Photo-based point labeling data —

┄┄┄┄┄┄┄┄┄┄

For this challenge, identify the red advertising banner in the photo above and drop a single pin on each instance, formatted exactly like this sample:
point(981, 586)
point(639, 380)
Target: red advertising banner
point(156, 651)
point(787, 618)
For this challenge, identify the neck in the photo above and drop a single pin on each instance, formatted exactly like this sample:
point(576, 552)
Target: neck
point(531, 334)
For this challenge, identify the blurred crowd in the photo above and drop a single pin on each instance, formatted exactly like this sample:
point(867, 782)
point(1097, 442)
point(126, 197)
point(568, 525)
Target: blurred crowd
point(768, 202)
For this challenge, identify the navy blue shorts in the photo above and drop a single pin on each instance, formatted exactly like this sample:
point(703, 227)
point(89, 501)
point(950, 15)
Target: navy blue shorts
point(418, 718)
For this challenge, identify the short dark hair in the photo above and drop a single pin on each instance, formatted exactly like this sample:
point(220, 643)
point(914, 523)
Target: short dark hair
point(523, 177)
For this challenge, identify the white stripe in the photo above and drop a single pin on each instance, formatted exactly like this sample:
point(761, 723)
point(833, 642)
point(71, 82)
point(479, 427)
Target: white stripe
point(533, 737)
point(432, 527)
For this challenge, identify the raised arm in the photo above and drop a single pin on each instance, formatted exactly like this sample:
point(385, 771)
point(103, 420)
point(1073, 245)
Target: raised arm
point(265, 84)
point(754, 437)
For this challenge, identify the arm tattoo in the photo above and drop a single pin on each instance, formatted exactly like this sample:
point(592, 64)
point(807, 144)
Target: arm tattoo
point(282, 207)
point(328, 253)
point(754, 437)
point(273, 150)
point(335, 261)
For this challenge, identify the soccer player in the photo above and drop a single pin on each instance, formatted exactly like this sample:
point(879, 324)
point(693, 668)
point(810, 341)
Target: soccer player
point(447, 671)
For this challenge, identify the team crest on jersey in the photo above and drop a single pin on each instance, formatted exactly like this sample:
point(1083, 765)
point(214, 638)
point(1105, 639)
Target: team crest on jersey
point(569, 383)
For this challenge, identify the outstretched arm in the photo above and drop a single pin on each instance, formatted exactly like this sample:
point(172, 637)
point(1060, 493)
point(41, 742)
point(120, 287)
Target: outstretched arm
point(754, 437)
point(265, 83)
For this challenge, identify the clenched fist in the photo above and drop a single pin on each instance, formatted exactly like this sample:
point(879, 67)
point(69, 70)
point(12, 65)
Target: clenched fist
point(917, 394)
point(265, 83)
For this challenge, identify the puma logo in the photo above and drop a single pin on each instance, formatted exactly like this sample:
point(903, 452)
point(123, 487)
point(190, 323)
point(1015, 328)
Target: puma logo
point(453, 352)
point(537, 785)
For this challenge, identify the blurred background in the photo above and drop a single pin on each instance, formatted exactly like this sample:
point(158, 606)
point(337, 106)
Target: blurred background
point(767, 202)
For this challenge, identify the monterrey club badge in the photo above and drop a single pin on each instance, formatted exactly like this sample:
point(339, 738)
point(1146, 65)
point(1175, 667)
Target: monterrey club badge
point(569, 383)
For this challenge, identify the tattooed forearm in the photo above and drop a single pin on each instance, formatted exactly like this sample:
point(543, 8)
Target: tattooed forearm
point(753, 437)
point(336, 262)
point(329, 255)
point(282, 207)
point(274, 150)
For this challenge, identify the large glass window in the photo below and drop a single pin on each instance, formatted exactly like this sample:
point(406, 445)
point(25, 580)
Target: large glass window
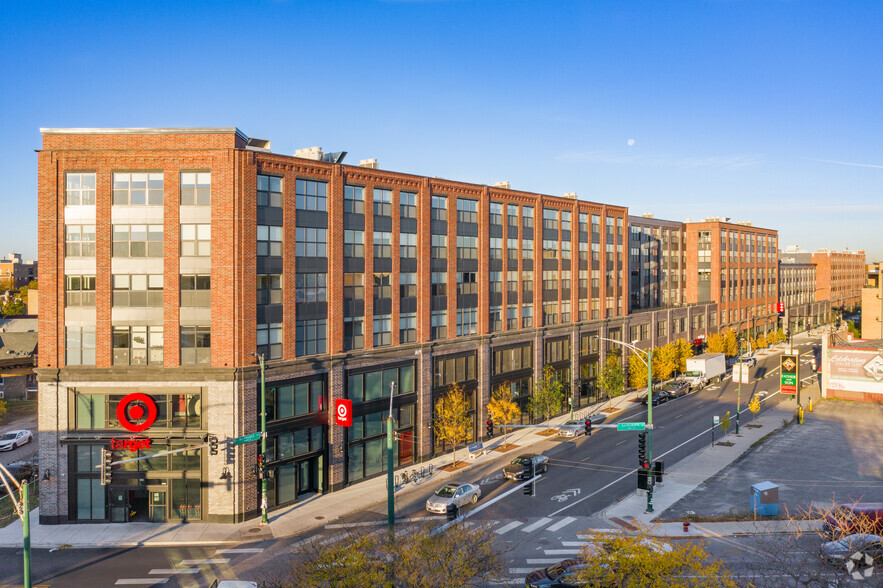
point(196, 188)
point(138, 189)
point(79, 189)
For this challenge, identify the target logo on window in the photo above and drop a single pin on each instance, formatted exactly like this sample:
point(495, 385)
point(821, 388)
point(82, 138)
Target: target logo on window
point(136, 412)
point(343, 410)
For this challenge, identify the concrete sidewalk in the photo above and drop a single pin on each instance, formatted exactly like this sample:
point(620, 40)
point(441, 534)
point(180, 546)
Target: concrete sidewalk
point(311, 513)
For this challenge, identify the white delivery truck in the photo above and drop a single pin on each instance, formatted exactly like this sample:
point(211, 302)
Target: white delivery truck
point(704, 369)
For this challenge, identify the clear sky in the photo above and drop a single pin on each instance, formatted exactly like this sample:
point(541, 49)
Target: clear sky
point(767, 111)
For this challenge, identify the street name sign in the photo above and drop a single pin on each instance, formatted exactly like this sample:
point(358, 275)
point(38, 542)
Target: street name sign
point(788, 370)
point(247, 438)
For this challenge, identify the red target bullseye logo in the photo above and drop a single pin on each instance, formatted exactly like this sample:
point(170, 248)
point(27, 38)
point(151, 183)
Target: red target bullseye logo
point(127, 410)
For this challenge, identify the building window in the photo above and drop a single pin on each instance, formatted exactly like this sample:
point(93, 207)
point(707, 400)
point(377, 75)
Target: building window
point(138, 189)
point(438, 323)
point(439, 210)
point(353, 333)
point(269, 241)
point(79, 291)
point(383, 244)
point(310, 337)
point(407, 246)
point(269, 288)
point(408, 285)
point(137, 240)
point(439, 284)
point(310, 195)
point(382, 330)
point(310, 287)
point(527, 217)
point(79, 346)
point(467, 211)
point(196, 345)
point(269, 191)
point(137, 290)
point(196, 290)
point(354, 199)
point(138, 345)
point(467, 321)
point(309, 242)
point(79, 189)
point(269, 340)
point(353, 286)
point(382, 202)
point(354, 243)
point(196, 240)
point(408, 205)
point(79, 240)
point(408, 327)
point(196, 188)
point(439, 246)
point(382, 285)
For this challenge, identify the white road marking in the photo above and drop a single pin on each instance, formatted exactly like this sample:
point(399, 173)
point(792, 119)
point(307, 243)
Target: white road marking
point(561, 524)
point(540, 523)
point(509, 527)
point(176, 571)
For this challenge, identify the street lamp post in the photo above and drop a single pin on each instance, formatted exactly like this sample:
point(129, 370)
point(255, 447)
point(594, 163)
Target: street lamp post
point(649, 364)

┄┄┄┄┄┄┄┄┄┄

What this task involves —
Reproduce the entire listing above word for word, leaving out the images.

Answer to the task —
For this challenge, identify the red advertising banner in the photo above and drop a single pin on each instance, formatted exactly like this sample:
point(981, 586)
point(639, 380)
Target: red advertising banner
point(156, 651)
point(787, 618)
For this challenge, identify the neck in the photo above and drop a single pin on each instance, formatted exactly like this sample:
point(576, 552)
Target: neck
point(531, 334)
For this challenge, identify the blurred crowd in the photo above and drop a single pin on each instance, formatted exactly like this sample:
point(867, 782)
point(1097, 442)
point(126, 197)
point(568, 525)
Target: blurred crowd
point(768, 202)
For this challenge, identify the navy blue shorts in the photo above and drop a single pin on each instance, formatted exactly like this sample:
point(703, 227)
point(89, 501)
point(950, 15)
Target: navy blue shorts
point(418, 718)
For this challenge, identify the short dark hair in the photo above and drop a single pin on each instance, formatted exactly like this sample:
point(220, 643)
point(914, 523)
Target: short dark hair
point(523, 177)
For this challenge, identify the white stripe in the photo above and drop a single pin on each instance, formatted exactly like this sample:
point(761, 723)
point(833, 642)
point(71, 82)
point(479, 427)
Target: white stripe
point(533, 737)
point(432, 527)
For this challenge, identify the raised arm in the photo above and drop a single pin on each instance, formatted exactly like this sample:
point(385, 771)
point(103, 420)
point(1073, 245)
Target: raised arm
point(265, 84)
point(754, 437)
For this challenge, identify the arm tattoo in the photo above and drop a single pin on each instance, formatted exactly like this sample:
point(592, 64)
point(807, 144)
Target: arm tattoo
point(282, 207)
point(328, 253)
point(754, 437)
point(273, 150)
point(335, 261)
For this challenge, identify the soccer player in the photo above and drop a single pin on each instance, formatted exactly like this sample:
point(879, 324)
point(693, 668)
point(810, 341)
Target: soccer player
point(447, 671)
For this challenge, identify the team crest on jersey in the photo above and drop a single pin on each instance, formatted exactly like this sample:
point(1083, 765)
point(214, 638)
point(1105, 639)
Target: team crest on jersey
point(569, 383)
For this challenge, identify the outstretched arm in the photo above and drop a single pin on each instance, formatted exactly like this sample:
point(172, 637)
point(1060, 493)
point(41, 742)
point(120, 287)
Target: outstretched arm
point(754, 437)
point(265, 83)
For this challenge, identify the clenched fist in the photo above and drop a single pin on each instance, formatted exactly like this sample:
point(879, 67)
point(69, 70)
point(12, 65)
Target: clenched fist
point(917, 394)
point(265, 83)
For this challenge, identify the puma logo in the photo above and drop a single pin on each instance, formatted exactly like this sample:
point(903, 452)
point(123, 487)
point(190, 323)
point(1015, 328)
Target: puma logo
point(453, 352)
point(537, 785)
For this challenge, identify the blurred background in the photo above and drop a single pin on each instance, formatted exactly like this sample:
point(158, 606)
point(337, 106)
Target: blurred background
point(767, 202)
For this challenge, identify the monterrey club badge in the photo above and drop a single pin on each instance, formatted exactly like this sample:
point(339, 738)
point(1146, 65)
point(1175, 667)
Target: monterrey club badge
point(569, 383)
For this challenge, identify the tattooed forearm in the photo above and drop a single pin on each instance, formatted exactly like this sample:
point(543, 8)
Target: tattooed forearm
point(753, 437)
point(336, 262)
point(329, 255)
point(282, 207)
point(274, 150)
For this challenge, identify the large glass window in the photo below and drop a single pin on each instance, formatted exactly like this sample:
point(406, 445)
point(25, 580)
Target: large glass window
point(196, 188)
point(138, 189)
point(79, 189)
For this challenge, identify the target logo on window in the photo above and drop a single pin on each instance, formatted exactly like this sample:
point(495, 385)
point(821, 388)
point(82, 138)
Target: target logo on window
point(136, 412)
point(343, 410)
For this challenge, identify the concrete sidewalk in the photo above and drop a single pin on each instance, formatted exactly like this sample:
point(620, 40)
point(441, 534)
point(180, 546)
Target: concrete sidewalk
point(311, 513)
For this challenge, identify the white delivery truck in the photo above and drop a single pin on each instance, formatted exactly like this sample:
point(211, 302)
Target: white delivery truck
point(704, 369)
For this challenge, identify the clear sky in the photo above and drop a single pin on each instance, formatted exactly like this sample:
point(541, 49)
Target: clear sky
point(767, 111)
For this challenge, identify the street name sign in the photo above and drop a single pin on each instance, formatted exactly like this sample:
point(358, 275)
point(38, 542)
Target: street name sign
point(788, 370)
point(247, 438)
For this challenge, identify the red target bullseye logo in the photo above and drop a single pin on each instance, formatted exactly like this sample:
point(170, 248)
point(27, 38)
point(151, 183)
Target: red target bullseye logo
point(127, 410)
For this challenge, identify the building window in the photo above and drop a single pin on each instance, formatted exactly like this sample:
point(93, 207)
point(707, 400)
point(377, 75)
Target: building window
point(138, 189)
point(438, 323)
point(439, 210)
point(353, 333)
point(269, 241)
point(79, 291)
point(383, 244)
point(310, 337)
point(407, 246)
point(269, 288)
point(408, 285)
point(137, 240)
point(439, 284)
point(310, 195)
point(382, 330)
point(310, 287)
point(527, 217)
point(79, 346)
point(467, 211)
point(196, 345)
point(269, 191)
point(137, 290)
point(196, 290)
point(354, 199)
point(138, 345)
point(467, 321)
point(309, 242)
point(79, 189)
point(269, 340)
point(353, 286)
point(382, 202)
point(354, 243)
point(196, 240)
point(408, 205)
point(79, 240)
point(408, 327)
point(196, 188)
point(439, 246)
point(382, 285)
For this challenge, identify the white road marking in the photo above and drop a single pin on each instance, formatted exactly like this sample:
point(399, 173)
point(792, 119)
point(307, 243)
Target: white road marking
point(561, 524)
point(540, 523)
point(509, 527)
point(176, 571)
For this challenge, identify the street lamp post in the photo above and drop a single pin on each instance, formatted exactly like this sample:
point(129, 370)
point(255, 447)
point(594, 163)
Target: street lamp post
point(649, 364)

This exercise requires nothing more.